■ Extracted text
It’s Ok to Doubt Yourself; Write Anyway

Photo by Elijah O’Donnell on Unsplash

Have you ever heard of the toxic myth of overnight success?

It goes something like this: author writes blockbuster. Media gushes about author’s meteoric rise to the top, omitting the years and sweat it took to get there. Newbie authors (like myself) look at Overnight Success Author and wonder what we’re doing wrong – why we haven’t gotten that dream agent / publishing deal already.

Gillian Flynn and Sabaa Tahir are my inspirations, because they both write so openly about the road it took to get to their “overnight success moments,” and the self-doubt they felt along the way.

In a recent New York Times article, Flynn describes how she had been laid off her job when she started writing Gone Girl. She already had one book published and another written, neither of which was game-changing for her. She wrote Gone Girl because she had to earn a living somehow, and did not expect it to explode on the book scene. And in the midst of writing it, she had moments of doubt that had her saying to herself, “‘I don’t know where [the story] was, I don’t know what I’m doing, I don’t know who this character is. What is this?'”

■ Records supplied
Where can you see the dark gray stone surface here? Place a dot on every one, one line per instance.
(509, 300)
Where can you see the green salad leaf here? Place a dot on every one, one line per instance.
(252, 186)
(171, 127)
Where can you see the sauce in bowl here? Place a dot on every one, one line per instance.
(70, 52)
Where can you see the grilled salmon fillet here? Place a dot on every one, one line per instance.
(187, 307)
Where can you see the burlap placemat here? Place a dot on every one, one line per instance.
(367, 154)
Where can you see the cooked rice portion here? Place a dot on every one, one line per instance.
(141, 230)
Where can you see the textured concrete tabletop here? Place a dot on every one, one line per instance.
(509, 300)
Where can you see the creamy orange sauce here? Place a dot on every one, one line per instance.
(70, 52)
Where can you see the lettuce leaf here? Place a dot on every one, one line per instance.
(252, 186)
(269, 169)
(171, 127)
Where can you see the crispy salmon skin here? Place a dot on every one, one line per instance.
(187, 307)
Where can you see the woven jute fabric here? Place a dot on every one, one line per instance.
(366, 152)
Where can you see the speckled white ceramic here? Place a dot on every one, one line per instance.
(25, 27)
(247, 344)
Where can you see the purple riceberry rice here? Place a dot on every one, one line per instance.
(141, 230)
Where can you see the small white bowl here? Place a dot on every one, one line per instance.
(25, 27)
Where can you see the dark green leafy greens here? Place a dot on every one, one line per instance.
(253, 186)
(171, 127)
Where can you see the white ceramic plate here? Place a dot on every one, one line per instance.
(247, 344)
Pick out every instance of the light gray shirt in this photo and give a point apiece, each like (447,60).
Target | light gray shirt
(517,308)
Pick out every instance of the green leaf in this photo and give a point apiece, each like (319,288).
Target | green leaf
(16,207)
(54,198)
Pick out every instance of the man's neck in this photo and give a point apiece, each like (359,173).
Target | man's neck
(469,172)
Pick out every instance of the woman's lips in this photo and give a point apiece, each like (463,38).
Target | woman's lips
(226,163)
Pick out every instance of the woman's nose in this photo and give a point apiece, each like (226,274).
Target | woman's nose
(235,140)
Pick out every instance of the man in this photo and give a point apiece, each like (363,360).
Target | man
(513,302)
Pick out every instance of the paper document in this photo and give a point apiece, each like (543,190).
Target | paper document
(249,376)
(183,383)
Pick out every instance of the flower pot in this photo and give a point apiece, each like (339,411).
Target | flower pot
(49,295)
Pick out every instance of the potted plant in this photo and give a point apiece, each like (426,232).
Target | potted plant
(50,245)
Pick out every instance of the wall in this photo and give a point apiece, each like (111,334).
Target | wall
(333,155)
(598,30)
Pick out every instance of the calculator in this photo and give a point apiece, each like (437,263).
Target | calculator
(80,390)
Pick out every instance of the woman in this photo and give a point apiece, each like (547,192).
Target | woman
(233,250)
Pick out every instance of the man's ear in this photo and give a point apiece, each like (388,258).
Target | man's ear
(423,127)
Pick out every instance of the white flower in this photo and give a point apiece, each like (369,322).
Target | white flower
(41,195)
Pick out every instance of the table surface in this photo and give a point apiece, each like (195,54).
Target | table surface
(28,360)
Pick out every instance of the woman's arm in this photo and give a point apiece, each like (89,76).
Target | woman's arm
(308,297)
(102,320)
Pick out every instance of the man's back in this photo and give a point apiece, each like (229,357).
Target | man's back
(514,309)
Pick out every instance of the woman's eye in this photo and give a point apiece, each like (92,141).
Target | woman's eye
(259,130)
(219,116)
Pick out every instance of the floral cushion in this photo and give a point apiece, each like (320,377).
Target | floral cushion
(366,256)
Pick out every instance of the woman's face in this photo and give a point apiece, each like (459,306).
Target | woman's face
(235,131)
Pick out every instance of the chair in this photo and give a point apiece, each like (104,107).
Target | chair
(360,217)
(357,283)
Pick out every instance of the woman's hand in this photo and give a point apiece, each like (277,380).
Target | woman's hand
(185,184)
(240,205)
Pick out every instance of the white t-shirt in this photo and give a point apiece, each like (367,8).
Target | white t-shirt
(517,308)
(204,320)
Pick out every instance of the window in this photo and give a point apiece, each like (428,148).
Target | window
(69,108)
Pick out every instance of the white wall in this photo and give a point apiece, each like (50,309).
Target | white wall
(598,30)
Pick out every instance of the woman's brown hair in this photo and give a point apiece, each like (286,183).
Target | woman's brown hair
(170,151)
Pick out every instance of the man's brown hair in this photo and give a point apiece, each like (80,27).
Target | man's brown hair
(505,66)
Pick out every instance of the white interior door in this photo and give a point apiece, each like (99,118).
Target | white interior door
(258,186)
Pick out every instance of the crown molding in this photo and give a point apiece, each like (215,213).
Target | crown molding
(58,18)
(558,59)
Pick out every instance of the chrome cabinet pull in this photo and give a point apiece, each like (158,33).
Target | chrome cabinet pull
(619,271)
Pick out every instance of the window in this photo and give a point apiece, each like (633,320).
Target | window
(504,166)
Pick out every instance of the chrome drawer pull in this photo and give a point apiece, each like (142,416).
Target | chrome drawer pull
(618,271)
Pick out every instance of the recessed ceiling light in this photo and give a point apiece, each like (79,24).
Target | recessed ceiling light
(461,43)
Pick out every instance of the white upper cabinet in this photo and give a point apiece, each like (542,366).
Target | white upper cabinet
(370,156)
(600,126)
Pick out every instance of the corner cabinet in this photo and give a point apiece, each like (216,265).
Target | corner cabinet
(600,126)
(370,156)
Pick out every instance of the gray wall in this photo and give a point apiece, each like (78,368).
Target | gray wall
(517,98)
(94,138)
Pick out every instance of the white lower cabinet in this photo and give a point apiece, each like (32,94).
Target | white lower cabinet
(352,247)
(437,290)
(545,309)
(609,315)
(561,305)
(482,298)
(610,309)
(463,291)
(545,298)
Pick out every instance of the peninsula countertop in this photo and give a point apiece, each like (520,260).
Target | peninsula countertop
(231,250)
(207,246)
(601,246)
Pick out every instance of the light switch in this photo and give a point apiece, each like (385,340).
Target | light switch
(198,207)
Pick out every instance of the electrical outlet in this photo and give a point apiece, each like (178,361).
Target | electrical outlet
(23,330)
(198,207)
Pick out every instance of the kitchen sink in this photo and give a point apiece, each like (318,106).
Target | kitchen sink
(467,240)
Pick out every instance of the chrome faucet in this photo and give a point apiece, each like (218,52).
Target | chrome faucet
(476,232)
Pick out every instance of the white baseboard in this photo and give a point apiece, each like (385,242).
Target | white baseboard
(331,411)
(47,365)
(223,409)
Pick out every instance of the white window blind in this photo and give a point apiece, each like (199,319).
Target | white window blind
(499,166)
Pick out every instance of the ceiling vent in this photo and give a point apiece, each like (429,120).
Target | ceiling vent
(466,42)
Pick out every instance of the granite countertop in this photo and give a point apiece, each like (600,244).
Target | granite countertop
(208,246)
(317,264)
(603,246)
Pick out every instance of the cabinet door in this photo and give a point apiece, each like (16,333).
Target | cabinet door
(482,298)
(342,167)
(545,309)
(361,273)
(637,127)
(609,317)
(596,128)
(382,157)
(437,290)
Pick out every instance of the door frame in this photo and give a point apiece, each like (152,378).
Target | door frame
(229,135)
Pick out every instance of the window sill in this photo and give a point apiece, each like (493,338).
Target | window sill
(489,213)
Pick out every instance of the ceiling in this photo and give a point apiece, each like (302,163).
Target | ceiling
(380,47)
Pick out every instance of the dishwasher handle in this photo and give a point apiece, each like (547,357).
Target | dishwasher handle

■ Activities
1. Translate this sentence from the essay on self-doubt into Spanish: "She wrote Gone Girl because she had to earn a living somehow, and did not expect it to explode on the book scene."
2. Summarize the essay on self-doubt in two sentences.
The lines have no connection to the essay on self-doubt.

■ Task-by-task answers
1. Escribió Gone Girl porque tenía que ganarse la vida de algún modo, y no esperaba que causara sensación en el panorama literario.

2. The essay describes the myth of overnight success, in which media coverage of a blockbuster author leaves out the years of work behind it and leaves new authors wondering what they are doing wrong. The writer takes inspiration from Gillian Flynn and Sabaa Tahir, who write openly about their paths and self-doubt, and notes that Flynn wrote Gone Girl after being laid off, needed it to earn a living, and doubted herself while writing it.